=== Exercise requirements ===
Identify the line with "row of window"; copy word for word that line and every one after it, to the end of the listing. Exclude pictures.

###

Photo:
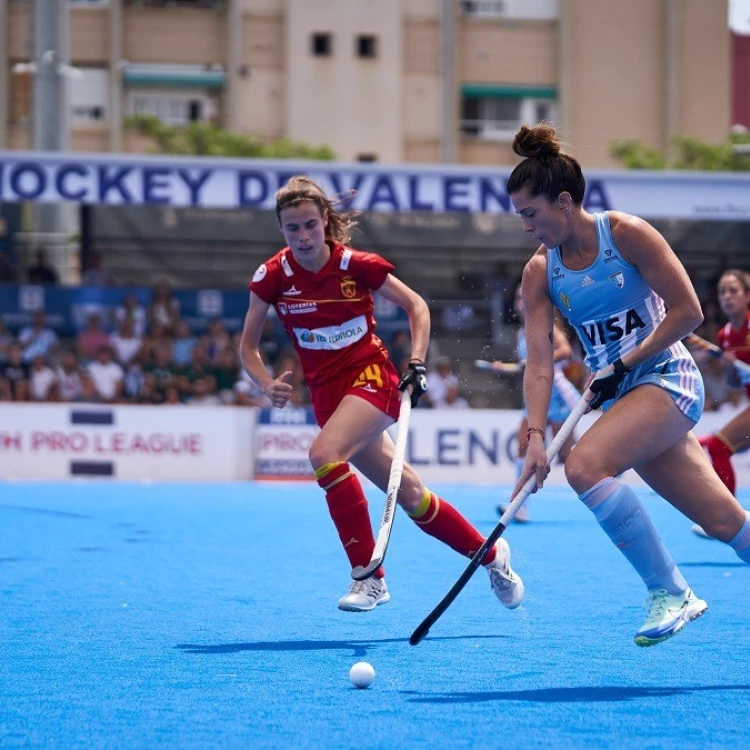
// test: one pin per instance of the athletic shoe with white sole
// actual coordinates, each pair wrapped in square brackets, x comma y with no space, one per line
[522,515]
[365,595]
[700,531]
[667,615]
[506,585]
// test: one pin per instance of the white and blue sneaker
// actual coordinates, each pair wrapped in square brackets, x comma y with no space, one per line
[364,596]
[506,585]
[667,615]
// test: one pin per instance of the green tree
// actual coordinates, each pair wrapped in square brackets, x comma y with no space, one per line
[205,139]
[686,153]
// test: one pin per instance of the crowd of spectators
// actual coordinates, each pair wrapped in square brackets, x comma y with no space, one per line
[138,355]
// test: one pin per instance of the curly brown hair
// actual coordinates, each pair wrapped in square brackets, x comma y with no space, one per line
[546,169]
[301,189]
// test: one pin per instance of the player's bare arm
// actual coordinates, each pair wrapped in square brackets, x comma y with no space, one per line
[646,249]
[277,389]
[416,308]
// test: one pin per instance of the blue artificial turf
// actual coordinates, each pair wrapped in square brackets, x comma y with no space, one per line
[204,615]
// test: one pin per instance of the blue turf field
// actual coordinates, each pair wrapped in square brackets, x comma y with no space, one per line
[133,615]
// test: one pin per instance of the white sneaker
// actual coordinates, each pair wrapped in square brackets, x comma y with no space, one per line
[365,595]
[700,531]
[522,515]
[507,586]
[667,615]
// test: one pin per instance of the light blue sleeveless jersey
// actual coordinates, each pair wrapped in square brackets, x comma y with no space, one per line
[609,303]
[613,309]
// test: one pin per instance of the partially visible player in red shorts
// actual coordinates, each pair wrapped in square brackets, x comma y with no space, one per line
[322,292]
[734,339]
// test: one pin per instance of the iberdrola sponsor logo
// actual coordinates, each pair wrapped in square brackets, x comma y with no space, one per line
[332,337]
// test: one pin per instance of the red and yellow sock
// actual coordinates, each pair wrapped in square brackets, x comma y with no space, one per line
[348,508]
[721,452]
[440,519]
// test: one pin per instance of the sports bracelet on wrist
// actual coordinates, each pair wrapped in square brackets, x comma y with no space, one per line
[619,367]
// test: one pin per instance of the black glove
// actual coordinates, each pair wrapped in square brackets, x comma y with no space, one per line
[605,388]
[416,377]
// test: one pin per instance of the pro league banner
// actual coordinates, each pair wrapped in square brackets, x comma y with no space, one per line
[223,443]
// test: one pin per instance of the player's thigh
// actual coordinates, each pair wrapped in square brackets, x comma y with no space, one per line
[737,431]
[375,461]
[684,477]
[355,424]
[635,429]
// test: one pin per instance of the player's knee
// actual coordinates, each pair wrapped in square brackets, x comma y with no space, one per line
[320,453]
[582,472]
[411,492]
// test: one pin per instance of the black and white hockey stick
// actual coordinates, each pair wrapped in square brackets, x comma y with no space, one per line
[554,448]
[360,573]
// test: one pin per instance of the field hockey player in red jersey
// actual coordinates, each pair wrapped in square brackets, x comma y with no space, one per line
[734,340]
[322,291]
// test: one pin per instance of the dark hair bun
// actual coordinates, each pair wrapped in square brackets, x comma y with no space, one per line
[536,142]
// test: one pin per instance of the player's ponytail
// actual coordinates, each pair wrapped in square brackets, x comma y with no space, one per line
[301,189]
[546,169]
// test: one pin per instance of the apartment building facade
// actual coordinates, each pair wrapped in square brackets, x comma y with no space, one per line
[392,81]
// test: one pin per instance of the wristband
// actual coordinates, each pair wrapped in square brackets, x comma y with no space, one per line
[619,367]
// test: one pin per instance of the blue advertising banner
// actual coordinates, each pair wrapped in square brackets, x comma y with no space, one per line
[232,183]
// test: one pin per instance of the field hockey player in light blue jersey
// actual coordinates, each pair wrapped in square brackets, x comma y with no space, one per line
[622,288]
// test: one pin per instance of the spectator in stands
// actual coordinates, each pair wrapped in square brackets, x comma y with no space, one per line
[6,339]
[7,271]
[93,273]
[216,340]
[41,379]
[164,309]
[202,395]
[15,368]
[89,394]
[125,343]
[37,338]
[42,272]
[183,344]
[107,375]
[134,380]
[21,390]
[160,373]
[172,396]
[130,308]
[445,392]
[199,367]
[69,378]
[91,339]
[158,344]
[400,350]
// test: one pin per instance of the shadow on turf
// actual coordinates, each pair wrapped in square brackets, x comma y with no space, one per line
[602,694]
[358,647]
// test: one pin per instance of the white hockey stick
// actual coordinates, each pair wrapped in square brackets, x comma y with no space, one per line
[501,368]
[554,448]
[360,573]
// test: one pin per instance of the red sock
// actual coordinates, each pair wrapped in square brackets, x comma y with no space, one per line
[721,458]
[440,519]
[348,508]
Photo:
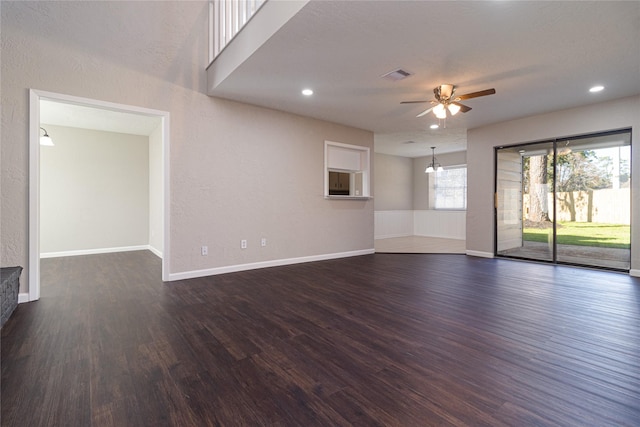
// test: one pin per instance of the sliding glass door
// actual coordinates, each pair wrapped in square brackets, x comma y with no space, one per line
[566,200]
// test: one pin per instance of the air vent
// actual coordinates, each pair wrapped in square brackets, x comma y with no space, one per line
[396,75]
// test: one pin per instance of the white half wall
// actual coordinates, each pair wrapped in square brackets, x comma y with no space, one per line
[428,223]
[444,224]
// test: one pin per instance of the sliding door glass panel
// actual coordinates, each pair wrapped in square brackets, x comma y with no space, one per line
[527,182]
[508,201]
[593,201]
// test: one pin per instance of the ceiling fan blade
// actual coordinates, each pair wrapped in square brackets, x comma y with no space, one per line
[425,112]
[463,108]
[475,94]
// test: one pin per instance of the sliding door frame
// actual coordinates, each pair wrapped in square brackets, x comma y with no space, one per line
[554,143]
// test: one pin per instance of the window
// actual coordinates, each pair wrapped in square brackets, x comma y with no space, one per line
[450,188]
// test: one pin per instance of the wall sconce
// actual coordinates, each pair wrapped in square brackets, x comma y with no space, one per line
[433,166]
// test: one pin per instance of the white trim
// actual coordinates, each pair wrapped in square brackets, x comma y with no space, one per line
[34,195]
[34,175]
[264,264]
[95,251]
[157,252]
[479,254]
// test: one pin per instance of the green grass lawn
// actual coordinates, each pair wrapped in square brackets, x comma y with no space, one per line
[584,234]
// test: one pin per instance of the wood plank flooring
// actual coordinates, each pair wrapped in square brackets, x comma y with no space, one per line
[376,340]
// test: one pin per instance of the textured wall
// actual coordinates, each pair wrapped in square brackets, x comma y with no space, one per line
[94,190]
[237,171]
[618,114]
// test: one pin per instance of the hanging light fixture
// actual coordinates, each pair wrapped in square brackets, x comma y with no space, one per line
[433,166]
[46,139]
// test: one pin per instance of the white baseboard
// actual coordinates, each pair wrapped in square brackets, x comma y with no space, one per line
[96,251]
[155,251]
[263,264]
[480,254]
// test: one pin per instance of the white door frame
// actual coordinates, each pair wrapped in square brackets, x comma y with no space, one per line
[34,175]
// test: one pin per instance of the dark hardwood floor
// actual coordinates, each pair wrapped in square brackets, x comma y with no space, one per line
[384,339]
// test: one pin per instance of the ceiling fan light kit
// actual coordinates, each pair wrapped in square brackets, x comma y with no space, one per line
[445,99]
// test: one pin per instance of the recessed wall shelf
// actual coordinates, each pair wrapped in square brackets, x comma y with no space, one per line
[346,171]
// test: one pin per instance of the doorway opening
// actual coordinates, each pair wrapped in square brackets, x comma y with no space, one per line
[99,117]
[566,201]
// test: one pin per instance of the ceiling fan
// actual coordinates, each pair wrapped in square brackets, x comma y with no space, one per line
[445,99]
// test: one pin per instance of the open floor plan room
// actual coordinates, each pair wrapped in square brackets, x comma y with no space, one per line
[381,339]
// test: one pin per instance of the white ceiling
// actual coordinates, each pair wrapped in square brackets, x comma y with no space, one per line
[86,117]
[540,56]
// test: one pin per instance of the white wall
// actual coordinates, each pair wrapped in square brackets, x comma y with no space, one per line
[401,186]
[394,182]
[156,192]
[94,191]
[237,171]
[421,197]
[619,114]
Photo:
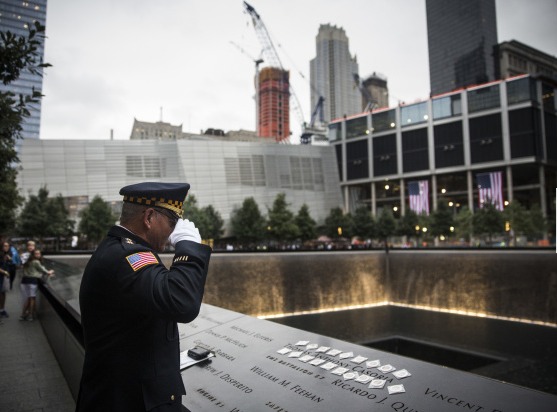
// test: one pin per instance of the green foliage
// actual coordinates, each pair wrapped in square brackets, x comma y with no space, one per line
[442,220]
[538,224]
[96,219]
[212,223]
[337,222]
[363,223]
[305,223]
[17,54]
[463,223]
[406,225]
[386,224]
[42,217]
[488,221]
[248,225]
[206,219]
[280,222]
[518,218]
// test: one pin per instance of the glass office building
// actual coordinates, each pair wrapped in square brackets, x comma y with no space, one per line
[449,141]
[332,74]
[461,36]
[17,16]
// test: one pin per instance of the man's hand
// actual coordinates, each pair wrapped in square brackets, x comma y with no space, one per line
[184,230]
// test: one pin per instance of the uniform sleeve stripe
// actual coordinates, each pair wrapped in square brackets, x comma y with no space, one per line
[141,259]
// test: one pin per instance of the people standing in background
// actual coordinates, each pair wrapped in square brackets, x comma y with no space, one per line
[15,261]
[33,271]
[30,248]
[4,282]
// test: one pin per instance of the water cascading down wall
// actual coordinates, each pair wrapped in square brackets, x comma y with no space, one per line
[519,285]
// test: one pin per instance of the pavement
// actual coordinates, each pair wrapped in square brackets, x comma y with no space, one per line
[30,377]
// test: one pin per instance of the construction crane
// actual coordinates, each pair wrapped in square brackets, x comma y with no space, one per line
[270,54]
[256,81]
[370,102]
[310,129]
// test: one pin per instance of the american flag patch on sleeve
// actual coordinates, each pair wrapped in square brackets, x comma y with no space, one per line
[141,259]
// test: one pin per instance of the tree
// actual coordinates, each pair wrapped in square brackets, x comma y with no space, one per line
[207,220]
[386,224]
[538,223]
[17,54]
[518,218]
[96,219]
[488,221]
[248,225]
[442,220]
[463,223]
[406,225]
[280,222]
[338,224]
[305,223]
[363,223]
[42,217]
[213,223]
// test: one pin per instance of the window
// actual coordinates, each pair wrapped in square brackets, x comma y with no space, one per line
[383,121]
[521,90]
[448,106]
[414,114]
[484,98]
[356,127]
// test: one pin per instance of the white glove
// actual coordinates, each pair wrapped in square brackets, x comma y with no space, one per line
[184,230]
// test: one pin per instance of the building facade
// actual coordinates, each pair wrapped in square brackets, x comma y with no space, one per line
[274,104]
[461,36]
[221,173]
[514,58]
[17,17]
[444,147]
[332,74]
[376,85]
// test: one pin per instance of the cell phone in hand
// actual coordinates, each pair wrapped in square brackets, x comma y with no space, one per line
[198,353]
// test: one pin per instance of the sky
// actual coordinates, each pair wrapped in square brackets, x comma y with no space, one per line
[191,62]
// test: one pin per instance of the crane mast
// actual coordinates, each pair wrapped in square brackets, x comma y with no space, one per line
[270,54]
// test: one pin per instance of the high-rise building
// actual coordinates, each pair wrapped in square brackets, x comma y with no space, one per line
[461,36]
[332,74]
[514,58]
[17,16]
[377,91]
[274,105]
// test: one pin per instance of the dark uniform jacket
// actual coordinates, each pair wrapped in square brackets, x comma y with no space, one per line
[130,305]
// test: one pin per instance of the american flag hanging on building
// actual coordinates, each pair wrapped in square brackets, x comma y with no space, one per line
[418,192]
[490,189]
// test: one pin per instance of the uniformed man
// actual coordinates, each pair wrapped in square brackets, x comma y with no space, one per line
[131,303]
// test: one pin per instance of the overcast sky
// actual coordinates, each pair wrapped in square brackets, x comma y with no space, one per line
[114,61]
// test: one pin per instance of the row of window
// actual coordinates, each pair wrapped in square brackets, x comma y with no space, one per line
[484,98]
[485,145]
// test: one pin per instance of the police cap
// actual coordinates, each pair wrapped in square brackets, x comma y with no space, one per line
[169,196]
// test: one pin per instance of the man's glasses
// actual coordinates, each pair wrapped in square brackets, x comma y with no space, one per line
[172,219]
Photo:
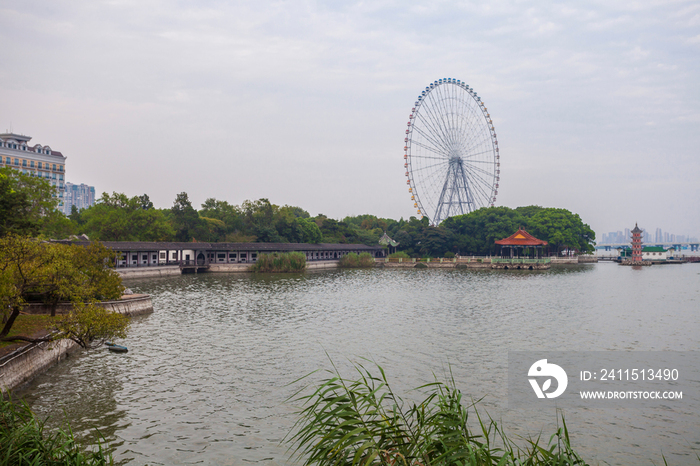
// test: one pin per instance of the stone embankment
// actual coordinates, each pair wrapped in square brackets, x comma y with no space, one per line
[25,363]
[482,263]
[164,271]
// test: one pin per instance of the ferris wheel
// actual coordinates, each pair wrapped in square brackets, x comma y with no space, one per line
[451,152]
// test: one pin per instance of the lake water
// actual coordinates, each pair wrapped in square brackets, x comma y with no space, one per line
[207,374]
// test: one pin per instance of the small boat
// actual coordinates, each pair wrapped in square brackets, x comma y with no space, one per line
[117,348]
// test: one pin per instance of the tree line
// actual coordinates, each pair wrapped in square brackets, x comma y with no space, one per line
[117,217]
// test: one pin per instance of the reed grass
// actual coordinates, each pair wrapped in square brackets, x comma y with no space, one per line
[286,262]
[24,441]
[352,260]
[362,421]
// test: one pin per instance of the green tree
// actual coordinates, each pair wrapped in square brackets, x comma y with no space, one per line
[90,325]
[50,272]
[117,217]
[186,220]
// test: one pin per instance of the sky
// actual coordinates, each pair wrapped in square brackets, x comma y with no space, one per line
[596,103]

###

=== Exercise result ===
// test: one pin per instance of the row of window
// actual coordinates, each pair wrapped in square brackets, x comma y with no space, one per line
[484,98]
[485,145]
// test: one pin per instance of the police cap
// actual coordinates, each pair wrapped in square brackets, x comma y with no space, one per line
[169,196]
// test: one pin per instance of the man's glasses
// actual coordinates, each pair wrapped in square brackets, x comma y with no space, one per line
[172,219]
Photo:
// test: one pin per instance of the stone embankment
// actual coordinates, each pair wrapped in square brackets, x comma y with no space, one per line
[25,363]
[482,263]
[164,271]
// test: one pin per instance of the ferris wheel
// actual coordinates, each pair wrapped in square brackets, x comma y with no space, one per line
[451,152]
// test: one pin per instance of the lake water
// actual coordinates, each pair wrapped in square brackets, x comma y with no space, one per line
[207,374]
// test: one pin per instance of the small boat
// actual coordinates, each pair wrapped in square brackets, x comma y with no space, one per line
[117,348]
// test: one pin per instance of the tree line
// actual coordinates, each pair wrapped in square brackets, x comma y with no space, one per line
[117,217]
// test: one pin per instance of the reed grass
// actual coordinates, each pair wrapped in square brackets, x comma y with no space, one per line
[286,262]
[24,441]
[352,260]
[362,421]
// test: one pin per instance of the green tree
// actual coordinates, each pair wrapped in square brackets, x comma y with no space, one per line
[90,325]
[50,272]
[117,217]
[186,220]
// test: one pin per instance of the sky
// actual coordinates, each pair wrapped in square brackets, x comma y with no space, one per line
[596,103]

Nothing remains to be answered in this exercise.